*** Given data ***

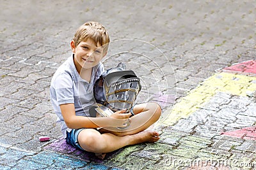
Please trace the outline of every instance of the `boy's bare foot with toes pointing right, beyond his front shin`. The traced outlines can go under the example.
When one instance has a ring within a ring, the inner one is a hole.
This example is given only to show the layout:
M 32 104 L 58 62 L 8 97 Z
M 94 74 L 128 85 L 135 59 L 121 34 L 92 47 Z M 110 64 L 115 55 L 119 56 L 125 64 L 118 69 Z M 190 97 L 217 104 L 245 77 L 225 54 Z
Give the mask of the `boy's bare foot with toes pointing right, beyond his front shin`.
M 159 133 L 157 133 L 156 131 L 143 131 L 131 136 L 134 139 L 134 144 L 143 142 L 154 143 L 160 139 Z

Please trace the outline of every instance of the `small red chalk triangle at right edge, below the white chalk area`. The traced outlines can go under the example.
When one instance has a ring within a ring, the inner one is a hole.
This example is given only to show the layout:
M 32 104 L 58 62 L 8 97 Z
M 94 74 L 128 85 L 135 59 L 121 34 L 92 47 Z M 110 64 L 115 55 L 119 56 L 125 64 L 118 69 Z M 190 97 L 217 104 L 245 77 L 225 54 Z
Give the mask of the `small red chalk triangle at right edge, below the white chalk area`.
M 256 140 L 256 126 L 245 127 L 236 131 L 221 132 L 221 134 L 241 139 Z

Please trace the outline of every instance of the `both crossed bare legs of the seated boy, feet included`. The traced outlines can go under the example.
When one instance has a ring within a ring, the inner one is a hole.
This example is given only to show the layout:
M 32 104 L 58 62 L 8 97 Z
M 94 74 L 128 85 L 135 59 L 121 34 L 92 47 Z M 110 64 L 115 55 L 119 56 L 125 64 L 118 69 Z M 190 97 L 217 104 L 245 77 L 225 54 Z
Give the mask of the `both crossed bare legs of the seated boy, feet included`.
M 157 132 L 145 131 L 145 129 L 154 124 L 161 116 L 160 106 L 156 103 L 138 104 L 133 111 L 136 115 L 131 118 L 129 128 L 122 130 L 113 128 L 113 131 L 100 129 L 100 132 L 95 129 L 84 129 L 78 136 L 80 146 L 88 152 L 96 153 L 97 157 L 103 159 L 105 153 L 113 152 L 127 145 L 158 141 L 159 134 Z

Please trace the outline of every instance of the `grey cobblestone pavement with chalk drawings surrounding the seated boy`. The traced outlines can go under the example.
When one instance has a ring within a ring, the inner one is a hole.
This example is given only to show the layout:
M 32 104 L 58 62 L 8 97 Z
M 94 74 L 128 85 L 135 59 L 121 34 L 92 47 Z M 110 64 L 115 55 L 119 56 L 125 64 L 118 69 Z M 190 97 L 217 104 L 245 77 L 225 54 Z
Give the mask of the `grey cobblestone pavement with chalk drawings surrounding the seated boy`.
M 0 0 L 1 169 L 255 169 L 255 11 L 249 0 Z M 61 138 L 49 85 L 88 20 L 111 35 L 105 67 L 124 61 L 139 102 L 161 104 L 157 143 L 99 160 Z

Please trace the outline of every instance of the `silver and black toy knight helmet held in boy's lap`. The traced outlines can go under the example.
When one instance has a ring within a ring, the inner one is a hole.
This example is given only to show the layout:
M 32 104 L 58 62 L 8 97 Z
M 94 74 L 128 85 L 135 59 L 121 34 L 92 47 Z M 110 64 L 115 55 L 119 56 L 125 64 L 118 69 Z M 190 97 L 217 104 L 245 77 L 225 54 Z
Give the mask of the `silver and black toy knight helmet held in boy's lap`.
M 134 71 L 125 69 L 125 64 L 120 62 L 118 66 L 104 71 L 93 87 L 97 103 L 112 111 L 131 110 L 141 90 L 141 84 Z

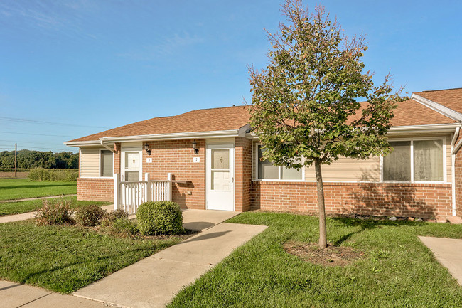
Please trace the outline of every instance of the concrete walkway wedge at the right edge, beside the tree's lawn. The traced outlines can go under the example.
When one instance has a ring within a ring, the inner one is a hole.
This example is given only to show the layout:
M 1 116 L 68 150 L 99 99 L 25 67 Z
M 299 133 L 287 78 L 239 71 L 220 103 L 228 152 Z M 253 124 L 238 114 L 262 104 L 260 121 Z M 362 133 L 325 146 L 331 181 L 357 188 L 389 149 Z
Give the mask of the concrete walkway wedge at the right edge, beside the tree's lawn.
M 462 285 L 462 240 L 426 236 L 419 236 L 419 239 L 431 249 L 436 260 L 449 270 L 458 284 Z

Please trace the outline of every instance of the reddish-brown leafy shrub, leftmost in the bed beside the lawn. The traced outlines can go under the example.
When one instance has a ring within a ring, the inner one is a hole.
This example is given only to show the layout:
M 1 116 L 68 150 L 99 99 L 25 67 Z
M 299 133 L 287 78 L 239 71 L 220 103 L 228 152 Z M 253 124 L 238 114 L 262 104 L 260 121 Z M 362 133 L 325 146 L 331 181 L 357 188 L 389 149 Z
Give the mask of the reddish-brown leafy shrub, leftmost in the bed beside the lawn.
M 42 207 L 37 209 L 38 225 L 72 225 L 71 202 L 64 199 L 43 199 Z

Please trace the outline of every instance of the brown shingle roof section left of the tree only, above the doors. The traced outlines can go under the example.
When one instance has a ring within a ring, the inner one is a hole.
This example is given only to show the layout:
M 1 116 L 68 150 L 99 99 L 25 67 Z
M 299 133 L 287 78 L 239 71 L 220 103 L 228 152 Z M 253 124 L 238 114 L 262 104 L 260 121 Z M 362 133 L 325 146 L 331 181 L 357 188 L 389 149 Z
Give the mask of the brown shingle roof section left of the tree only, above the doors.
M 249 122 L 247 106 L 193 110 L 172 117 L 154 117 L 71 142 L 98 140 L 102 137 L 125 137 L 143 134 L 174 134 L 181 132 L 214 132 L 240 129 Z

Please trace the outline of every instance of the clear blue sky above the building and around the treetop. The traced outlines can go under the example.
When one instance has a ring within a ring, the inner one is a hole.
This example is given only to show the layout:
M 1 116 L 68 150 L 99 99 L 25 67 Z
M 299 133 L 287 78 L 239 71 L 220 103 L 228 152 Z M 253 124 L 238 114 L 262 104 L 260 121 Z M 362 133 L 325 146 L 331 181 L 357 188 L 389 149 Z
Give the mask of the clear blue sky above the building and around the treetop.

*** End of Given data ***
*** Given data ***

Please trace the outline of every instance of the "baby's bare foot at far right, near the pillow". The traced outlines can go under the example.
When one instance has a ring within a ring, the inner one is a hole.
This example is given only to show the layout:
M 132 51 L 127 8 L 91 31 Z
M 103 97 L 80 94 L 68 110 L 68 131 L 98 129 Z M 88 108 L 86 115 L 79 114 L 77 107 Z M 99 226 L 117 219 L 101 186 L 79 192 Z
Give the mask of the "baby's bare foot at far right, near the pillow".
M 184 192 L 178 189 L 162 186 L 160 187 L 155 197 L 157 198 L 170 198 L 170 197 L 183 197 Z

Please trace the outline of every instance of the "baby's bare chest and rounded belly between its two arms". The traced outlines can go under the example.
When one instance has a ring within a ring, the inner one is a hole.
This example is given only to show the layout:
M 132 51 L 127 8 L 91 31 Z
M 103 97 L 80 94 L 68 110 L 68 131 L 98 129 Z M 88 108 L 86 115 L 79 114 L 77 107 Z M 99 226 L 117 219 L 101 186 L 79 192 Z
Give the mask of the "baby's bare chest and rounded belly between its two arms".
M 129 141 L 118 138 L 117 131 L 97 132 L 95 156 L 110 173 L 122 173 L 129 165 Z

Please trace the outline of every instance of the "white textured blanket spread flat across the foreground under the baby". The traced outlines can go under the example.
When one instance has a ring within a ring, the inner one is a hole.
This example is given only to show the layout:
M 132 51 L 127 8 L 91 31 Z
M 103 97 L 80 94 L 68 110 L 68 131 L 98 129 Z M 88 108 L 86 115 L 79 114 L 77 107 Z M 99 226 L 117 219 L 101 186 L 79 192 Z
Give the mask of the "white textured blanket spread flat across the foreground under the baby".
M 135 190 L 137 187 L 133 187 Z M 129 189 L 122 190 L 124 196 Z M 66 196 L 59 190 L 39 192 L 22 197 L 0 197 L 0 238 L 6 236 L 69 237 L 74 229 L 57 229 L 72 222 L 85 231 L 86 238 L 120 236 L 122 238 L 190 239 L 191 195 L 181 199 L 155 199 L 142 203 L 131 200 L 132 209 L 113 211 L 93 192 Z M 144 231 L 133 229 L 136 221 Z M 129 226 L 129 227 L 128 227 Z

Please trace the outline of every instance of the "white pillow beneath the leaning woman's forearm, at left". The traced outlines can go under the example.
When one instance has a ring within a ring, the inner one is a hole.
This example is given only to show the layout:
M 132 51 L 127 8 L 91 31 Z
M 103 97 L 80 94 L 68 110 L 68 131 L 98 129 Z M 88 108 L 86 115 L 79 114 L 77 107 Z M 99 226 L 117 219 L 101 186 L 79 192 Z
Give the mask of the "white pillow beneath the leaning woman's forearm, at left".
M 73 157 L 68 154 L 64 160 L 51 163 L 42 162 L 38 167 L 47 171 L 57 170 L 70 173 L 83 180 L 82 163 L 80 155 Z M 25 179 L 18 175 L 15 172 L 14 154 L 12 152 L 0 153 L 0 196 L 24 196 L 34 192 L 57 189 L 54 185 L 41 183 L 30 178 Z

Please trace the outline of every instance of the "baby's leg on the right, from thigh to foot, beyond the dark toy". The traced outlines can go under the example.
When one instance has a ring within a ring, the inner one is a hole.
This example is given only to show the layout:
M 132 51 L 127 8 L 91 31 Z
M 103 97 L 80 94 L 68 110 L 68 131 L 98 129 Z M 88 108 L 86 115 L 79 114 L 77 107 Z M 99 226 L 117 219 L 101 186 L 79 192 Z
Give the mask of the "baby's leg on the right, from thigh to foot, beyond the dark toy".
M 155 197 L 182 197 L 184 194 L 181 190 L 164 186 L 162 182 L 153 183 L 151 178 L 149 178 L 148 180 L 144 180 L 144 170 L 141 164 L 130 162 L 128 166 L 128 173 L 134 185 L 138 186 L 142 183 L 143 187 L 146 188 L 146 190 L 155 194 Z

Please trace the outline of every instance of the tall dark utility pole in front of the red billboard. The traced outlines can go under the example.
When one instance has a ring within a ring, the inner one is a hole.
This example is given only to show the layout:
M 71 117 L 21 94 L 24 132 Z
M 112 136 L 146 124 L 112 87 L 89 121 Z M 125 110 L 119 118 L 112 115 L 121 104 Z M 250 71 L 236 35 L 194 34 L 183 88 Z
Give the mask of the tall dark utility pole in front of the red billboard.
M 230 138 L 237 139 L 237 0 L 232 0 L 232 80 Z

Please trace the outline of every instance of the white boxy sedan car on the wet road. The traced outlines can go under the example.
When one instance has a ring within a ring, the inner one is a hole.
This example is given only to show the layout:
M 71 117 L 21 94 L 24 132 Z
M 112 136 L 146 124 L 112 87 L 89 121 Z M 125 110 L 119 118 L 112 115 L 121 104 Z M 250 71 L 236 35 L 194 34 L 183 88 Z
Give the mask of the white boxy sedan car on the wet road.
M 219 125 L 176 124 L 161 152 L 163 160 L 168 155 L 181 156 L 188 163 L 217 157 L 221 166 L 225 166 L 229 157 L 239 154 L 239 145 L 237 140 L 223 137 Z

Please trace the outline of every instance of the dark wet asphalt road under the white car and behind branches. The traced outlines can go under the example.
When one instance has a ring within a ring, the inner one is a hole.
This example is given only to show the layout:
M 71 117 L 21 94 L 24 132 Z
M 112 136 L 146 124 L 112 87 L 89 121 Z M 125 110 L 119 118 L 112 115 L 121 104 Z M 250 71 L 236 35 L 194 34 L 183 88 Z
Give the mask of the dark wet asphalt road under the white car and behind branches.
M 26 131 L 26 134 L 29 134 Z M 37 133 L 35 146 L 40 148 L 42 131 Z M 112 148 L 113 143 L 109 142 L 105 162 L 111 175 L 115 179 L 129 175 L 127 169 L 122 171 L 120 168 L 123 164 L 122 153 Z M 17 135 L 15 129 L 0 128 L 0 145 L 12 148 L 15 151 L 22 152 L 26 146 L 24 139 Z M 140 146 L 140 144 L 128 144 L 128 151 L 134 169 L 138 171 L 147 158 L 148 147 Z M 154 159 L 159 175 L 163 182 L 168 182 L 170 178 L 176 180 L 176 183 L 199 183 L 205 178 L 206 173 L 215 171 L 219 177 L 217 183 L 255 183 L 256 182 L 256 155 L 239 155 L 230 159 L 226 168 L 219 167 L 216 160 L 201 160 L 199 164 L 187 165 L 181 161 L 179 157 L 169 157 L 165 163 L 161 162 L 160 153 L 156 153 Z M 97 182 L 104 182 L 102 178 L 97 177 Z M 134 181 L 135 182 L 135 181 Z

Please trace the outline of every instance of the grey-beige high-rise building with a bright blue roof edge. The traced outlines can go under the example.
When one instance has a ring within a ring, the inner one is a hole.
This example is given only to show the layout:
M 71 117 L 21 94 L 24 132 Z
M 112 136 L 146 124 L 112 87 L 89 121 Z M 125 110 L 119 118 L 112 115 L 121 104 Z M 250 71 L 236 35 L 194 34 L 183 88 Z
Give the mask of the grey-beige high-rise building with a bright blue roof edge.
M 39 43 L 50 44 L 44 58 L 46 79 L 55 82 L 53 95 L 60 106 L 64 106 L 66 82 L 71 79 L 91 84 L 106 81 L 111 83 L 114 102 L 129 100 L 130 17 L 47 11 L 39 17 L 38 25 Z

*** End of Given data ***
*** Given data ***

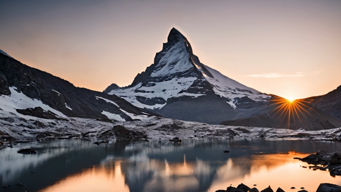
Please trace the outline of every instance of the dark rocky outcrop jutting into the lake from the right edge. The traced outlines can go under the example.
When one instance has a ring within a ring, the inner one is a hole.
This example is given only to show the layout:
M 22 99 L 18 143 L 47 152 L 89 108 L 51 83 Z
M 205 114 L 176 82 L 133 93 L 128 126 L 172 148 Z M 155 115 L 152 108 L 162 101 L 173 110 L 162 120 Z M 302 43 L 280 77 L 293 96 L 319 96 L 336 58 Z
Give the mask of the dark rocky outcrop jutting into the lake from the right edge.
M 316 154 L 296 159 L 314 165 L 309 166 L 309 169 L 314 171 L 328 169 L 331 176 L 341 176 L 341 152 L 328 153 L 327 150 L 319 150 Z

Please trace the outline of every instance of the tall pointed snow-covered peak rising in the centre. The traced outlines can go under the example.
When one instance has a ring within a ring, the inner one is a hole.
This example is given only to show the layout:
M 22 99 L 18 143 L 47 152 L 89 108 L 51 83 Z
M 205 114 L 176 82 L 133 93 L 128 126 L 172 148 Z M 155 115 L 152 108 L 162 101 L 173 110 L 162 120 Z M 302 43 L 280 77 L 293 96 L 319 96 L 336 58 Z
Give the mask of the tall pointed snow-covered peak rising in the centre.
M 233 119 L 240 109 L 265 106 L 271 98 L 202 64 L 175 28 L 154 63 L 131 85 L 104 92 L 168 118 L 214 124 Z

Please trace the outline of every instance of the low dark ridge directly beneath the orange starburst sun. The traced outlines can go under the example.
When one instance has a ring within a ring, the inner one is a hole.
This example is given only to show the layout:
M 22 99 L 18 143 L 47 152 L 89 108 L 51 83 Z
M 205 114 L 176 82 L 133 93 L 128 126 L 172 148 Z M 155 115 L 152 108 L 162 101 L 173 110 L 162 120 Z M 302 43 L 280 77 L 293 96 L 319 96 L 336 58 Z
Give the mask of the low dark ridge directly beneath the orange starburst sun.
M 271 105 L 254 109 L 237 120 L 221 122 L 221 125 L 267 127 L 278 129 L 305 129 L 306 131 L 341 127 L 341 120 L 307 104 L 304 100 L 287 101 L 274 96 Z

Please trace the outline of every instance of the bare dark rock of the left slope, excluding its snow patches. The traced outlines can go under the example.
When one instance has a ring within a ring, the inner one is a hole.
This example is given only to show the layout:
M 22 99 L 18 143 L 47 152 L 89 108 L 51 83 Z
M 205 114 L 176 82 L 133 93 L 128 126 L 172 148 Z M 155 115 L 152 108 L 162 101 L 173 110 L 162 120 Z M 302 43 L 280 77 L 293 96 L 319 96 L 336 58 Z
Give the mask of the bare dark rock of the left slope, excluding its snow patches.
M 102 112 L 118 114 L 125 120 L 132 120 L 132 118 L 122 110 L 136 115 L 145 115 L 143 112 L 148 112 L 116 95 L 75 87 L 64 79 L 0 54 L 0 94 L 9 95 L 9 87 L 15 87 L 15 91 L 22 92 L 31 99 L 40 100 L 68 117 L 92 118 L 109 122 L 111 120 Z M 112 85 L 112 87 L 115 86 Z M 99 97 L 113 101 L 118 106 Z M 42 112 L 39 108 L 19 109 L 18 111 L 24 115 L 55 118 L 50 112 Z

*** End of Given data ***

▶ [Exercise goal]: Lines with the word "treetop" in them should be copied from the preceding records.

▶ [Solution]:
Please trace the outline of every instance of the clear blue sky above the building and around the treetop. The traced outlines can go under the example.
Give the mask of the clear blue sky above the building and around the treetop.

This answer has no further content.